[Image region labeling entries]

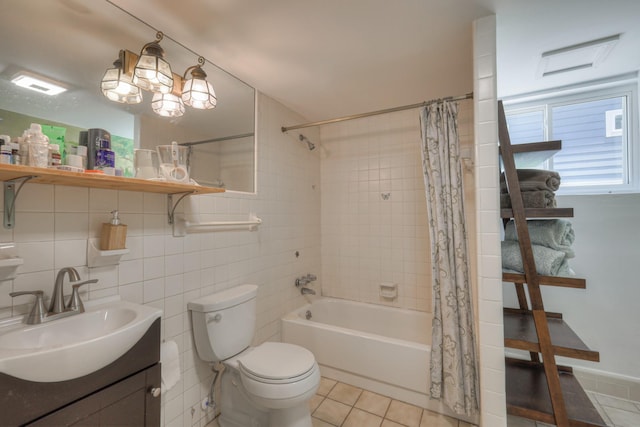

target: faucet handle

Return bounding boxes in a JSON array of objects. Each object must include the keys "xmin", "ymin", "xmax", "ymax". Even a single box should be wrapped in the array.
[
  {"xmin": 66, "ymin": 279, "xmax": 98, "ymax": 313},
  {"xmin": 9, "ymin": 290, "xmax": 46, "ymax": 325}
]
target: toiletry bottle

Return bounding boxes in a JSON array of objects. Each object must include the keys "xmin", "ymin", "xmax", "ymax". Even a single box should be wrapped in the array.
[
  {"xmin": 95, "ymin": 139, "xmax": 116, "ymax": 169},
  {"xmin": 100, "ymin": 210, "xmax": 127, "ymax": 251},
  {"xmin": 0, "ymin": 144, "xmax": 11, "ymax": 165}
]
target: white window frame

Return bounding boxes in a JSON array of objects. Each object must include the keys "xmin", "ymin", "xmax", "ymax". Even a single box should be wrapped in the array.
[{"xmin": 504, "ymin": 80, "xmax": 640, "ymax": 195}]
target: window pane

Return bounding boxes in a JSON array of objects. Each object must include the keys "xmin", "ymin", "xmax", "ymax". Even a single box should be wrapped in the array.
[
  {"xmin": 551, "ymin": 97, "xmax": 626, "ymax": 187},
  {"xmin": 506, "ymin": 110, "xmax": 545, "ymax": 144}
]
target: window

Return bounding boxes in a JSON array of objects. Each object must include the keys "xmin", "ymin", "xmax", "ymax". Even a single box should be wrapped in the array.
[{"xmin": 505, "ymin": 86, "xmax": 640, "ymax": 194}]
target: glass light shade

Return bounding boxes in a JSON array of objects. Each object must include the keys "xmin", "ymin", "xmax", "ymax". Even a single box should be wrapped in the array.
[
  {"xmin": 100, "ymin": 61, "xmax": 142, "ymax": 104},
  {"xmin": 182, "ymin": 65, "xmax": 218, "ymax": 110},
  {"xmin": 133, "ymin": 42, "xmax": 173, "ymax": 93},
  {"xmin": 151, "ymin": 92, "xmax": 184, "ymax": 117}
]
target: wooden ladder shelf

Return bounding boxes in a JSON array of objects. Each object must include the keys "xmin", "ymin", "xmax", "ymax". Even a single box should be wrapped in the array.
[{"xmin": 498, "ymin": 101, "xmax": 606, "ymax": 427}]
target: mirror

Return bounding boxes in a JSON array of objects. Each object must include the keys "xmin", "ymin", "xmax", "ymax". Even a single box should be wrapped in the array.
[{"xmin": 0, "ymin": 0, "xmax": 255, "ymax": 192}]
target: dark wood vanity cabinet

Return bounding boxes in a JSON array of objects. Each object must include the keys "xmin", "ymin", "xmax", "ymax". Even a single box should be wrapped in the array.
[
  {"xmin": 0, "ymin": 319, "xmax": 161, "ymax": 427},
  {"xmin": 27, "ymin": 364, "xmax": 160, "ymax": 427}
]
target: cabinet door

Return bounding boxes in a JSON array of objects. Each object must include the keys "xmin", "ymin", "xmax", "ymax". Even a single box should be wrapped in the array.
[{"xmin": 28, "ymin": 364, "xmax": 160, "ymax": 427}]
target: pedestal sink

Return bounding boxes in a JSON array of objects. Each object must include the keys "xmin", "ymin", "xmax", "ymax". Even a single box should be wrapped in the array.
[{"xmin": 0, "ymin": 297, "xmax": 162, "ymax": 382}]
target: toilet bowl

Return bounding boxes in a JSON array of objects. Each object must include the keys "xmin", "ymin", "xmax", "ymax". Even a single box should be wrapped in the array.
[{"xmin": 188, "ymin": 285, "xmax": 320, "ymax": 427}]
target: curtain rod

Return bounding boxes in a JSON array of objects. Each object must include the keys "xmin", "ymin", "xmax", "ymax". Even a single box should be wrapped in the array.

> **TASK OBJECTIVE**
Copy out word for word the part of the entries that starts with the line containing "target: curtain rod" and runs to the end of the entries.

> **CORRECT RESULT**
target: curtain rod

Return bounding boxes in a JSON array of objects. Each object must include the keys "xmin", "ymin", "xmax", "ymax". Even a single box should be wrapped in the array.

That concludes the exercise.